------ EXCERPTED TEXT ------

As the ambulance stopped in front of the Department of Islamic Studies of Rajshahi University in the morning, a few students rushed towards it.
Toriqul Islam, a student of the department, got off the vehicle with their help. Slowly but surely he walked inside, accompanied by his alert classmates.
Toriqul, a victim of Bangladesh Chhatra League-led attack on students during the quota reform movement, was in pain and having difficulty walking or keeping balance.
But he had an exam to attend. The final exams of his master's courses started yesterday.
On July 2, BCL men attacked Toriqul with a hammer, bamboo poles and sticks leaving both the bones of his right leg fractured. He was going to join a procession demanding the gazette notification on quota reforms in government jobs.
Yesterday, the department with the help of Sadharan Chhatra Odhikar Sangrakkhan Parishad arranged a makeshift bed for him at its office on the ground floor, where he sat and at times, laid down while taking the four-hour exam.

------ PROVIDED DATA ------

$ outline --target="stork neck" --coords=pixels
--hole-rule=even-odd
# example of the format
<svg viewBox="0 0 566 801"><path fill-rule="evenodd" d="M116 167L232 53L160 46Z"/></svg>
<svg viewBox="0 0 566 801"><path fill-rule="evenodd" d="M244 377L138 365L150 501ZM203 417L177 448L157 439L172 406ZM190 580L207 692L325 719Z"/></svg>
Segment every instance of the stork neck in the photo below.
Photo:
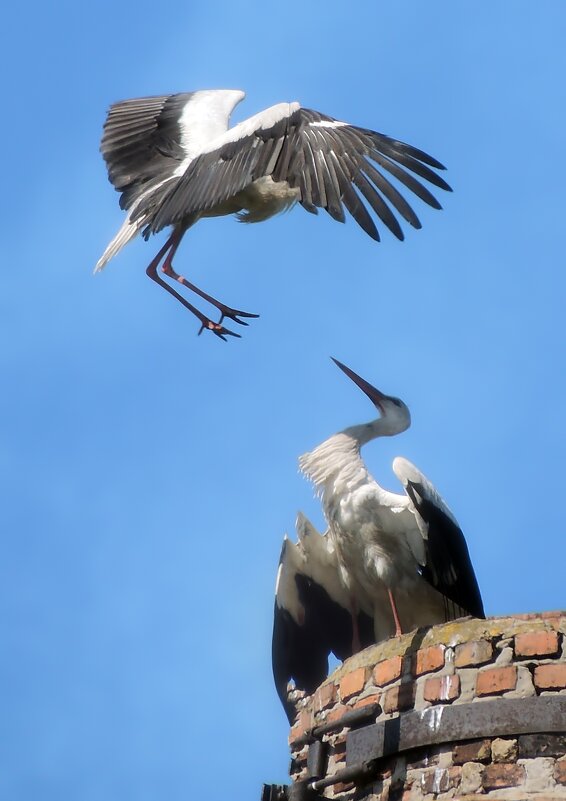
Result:
<svg viewBox="0 0 566 801"><path fill-rule="evenodd" d="M368 479L374 481L360 455L360 448L376 437L394 433L397 431L391 422L383 417L371 423L350 426L301 456L299 466L323 496L334 492L338 486L356 489Z"/></svg>

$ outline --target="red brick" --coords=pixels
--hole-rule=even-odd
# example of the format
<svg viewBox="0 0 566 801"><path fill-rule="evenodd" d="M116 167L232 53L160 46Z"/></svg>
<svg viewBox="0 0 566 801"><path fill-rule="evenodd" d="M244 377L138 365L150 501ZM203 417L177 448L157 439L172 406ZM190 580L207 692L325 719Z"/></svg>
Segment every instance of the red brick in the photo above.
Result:
<svg viewBox="0 0 566 801"><path fill-rule="evenodd" d="M345 715L346 712L350 711L351 708L349 706L346 706L345 704L338 704L338 706L335 706L334 709L328 713L325 723L333 723L335 720L339 720L342 715Z"/></svg>
<svg viewBox="0 0 566 801"><path fill-rule="evenodd" d="M373 680L379 686L389 684L395 679L398 679L403 670L403 657L392 656L391 659L385 659L379 662L373 669Z"/></svg>
<svg viewBox="0 0 566 801"><path fill-rule="evenodd" d="M471 640L456 646L454 664L456 667L485 665L493 658L493 646L488 640Z"/></svg>
<svg viewBox="0 0 566 801"><path fill-rule="evenodd" d="M415 660L415 674L421 676L423 673L430 673L444 666L444 647L442 645L431 645L429 648L422 648L417 651Z"/></svg>
<svg viewBox="0 0 566 801"><path fill-rule="evenodd" d="M487 765L482 778L484 790L499 790L502 787L517 787L525 781L522 765Z"/></svg>
<svg viewBox="0 0 566 801"><path fill-rule="evenodd" d="M491 757L491 740L473 740L454 746L454 764L465 762L489 762Z"/></svg>
<svg viewBox="0 0 566 801"><path fill-rule="evenodd" d="M381 693L372 693L371 695L366 695L365 698L358 698L356 703L354 704L354 709L361 709L363 706L369 706L370 704L378 703L381 697Z"/></svg>
<svg viewBox="0 0 566 801"><path fill-rule="evenodd" d="M535 668L535 687L538 690L562 690L566 687L566 664L538 665Z"/></svg>
<svg viewBox="0 0 566 801"><path fill-rule="evenodd" d="M495 695L514 690L517 684L517 668L509 665L503 668L480 670L476 684L476 695Z"/></svg>
<svg viewBox="0 0 566 801"><path fill-rule="evenodd" d="M310 728L312 728L312 715L310 715L306 709L301 709L295 725L289 734L289 745L292 745L299 737L306 734Z"/></svg>
<svg viewBox="0 0 566 801"><path fill-rule="evenodd" d="M338 793L347 793L349 790L353 790L354 783L338 782L337 784L334 784L333 787L334 787L334 795L337 795Z"/></svg>
<svg viewBox="0 0 566 801"><path fill-rule="evenodd" d="M399 684L391 687L383 694L383 711L387 714L392 712L402 712L405 709L412 709L415 703L415 685Z"/></svg>
<svg viewBox="0 0 566 801"><path fill-rule="evenodd" d="M453 701L460 695L460 676L434 676L425 681L424 699L433 704Z"/></svg>
<svg viewBox="0 0 566 801"><path fill-rule="evenodd" d="M515 637L516 656L554 656L558 653L555 631L527 631Z"/></svg>
<svg viewBox="0 0 566 801"><path fill-rule="evenodd" d="M314 709L315 712L321 712L323 709L328 709L329 706L336 701L338 690L335 684L323 684L319 687L314 694Z"/></svg>
<svg viewBox="0 0 566 801"><path fill-rule="evenodd" d="M358 695L364 689L366 683L366 669L358 668L346 673L340 680L340 698L345 701L352 695Z"/></svg>

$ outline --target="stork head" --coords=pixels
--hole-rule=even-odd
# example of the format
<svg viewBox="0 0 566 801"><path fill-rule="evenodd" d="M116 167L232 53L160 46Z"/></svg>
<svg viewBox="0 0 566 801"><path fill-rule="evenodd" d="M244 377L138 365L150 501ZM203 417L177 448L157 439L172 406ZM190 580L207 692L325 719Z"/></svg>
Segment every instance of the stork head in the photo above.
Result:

------

» ACTION ITEM: From the report on Toriqul Islam, write out the passage from "Toriqul, a victim" up to and including "courses started yesterday.".

» TASK RESPONSE:
Toriqul, a victim of Bangladesh Chhatra League-led attack on students during the quota reform movement, was in pain and having difficulty walking or keeping balance.
But he had an exam to attend. The final exams of his master's courses started yesterday.